→ **What to produce**: Find every line in the records below that contains the word "green" and copy each of those lines.

→ **Data shown**:
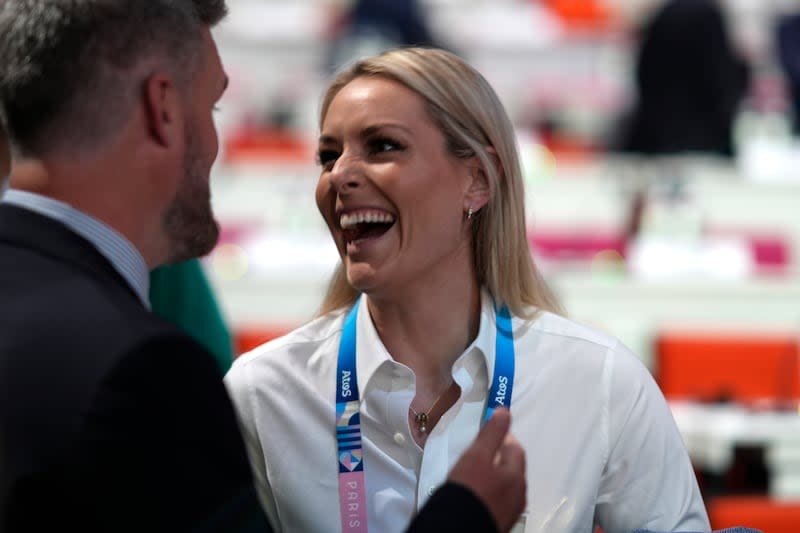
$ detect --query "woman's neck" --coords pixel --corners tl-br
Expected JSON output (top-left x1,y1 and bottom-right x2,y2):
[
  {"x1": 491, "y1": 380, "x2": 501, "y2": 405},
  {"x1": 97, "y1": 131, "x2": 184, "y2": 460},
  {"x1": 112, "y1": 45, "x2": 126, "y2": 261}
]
* * *
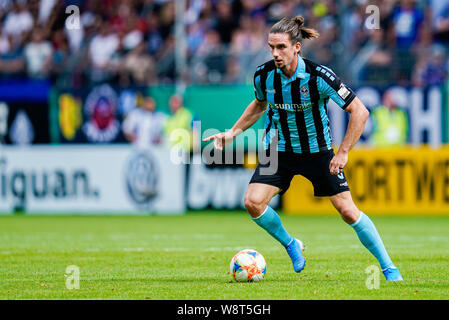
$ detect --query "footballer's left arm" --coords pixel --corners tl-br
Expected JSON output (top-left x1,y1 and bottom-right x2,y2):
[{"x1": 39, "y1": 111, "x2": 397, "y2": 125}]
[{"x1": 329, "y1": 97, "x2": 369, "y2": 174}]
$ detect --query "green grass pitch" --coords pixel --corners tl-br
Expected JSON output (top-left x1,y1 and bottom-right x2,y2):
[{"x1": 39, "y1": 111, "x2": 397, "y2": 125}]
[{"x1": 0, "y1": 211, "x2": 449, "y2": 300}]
==
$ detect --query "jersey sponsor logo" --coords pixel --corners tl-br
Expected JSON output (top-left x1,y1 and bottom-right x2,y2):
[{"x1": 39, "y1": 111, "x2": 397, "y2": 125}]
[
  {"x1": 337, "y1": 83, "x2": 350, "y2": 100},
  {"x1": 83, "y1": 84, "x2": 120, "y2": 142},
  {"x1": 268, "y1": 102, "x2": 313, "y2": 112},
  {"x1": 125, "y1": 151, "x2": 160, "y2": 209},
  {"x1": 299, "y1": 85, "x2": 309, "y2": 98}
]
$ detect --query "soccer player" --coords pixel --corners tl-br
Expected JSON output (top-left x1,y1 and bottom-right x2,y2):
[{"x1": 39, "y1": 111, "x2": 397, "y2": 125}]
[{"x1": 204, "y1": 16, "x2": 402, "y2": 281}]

→ **Response**:
$ detect --query "green grass pitch" --coords pixel --corners tl-br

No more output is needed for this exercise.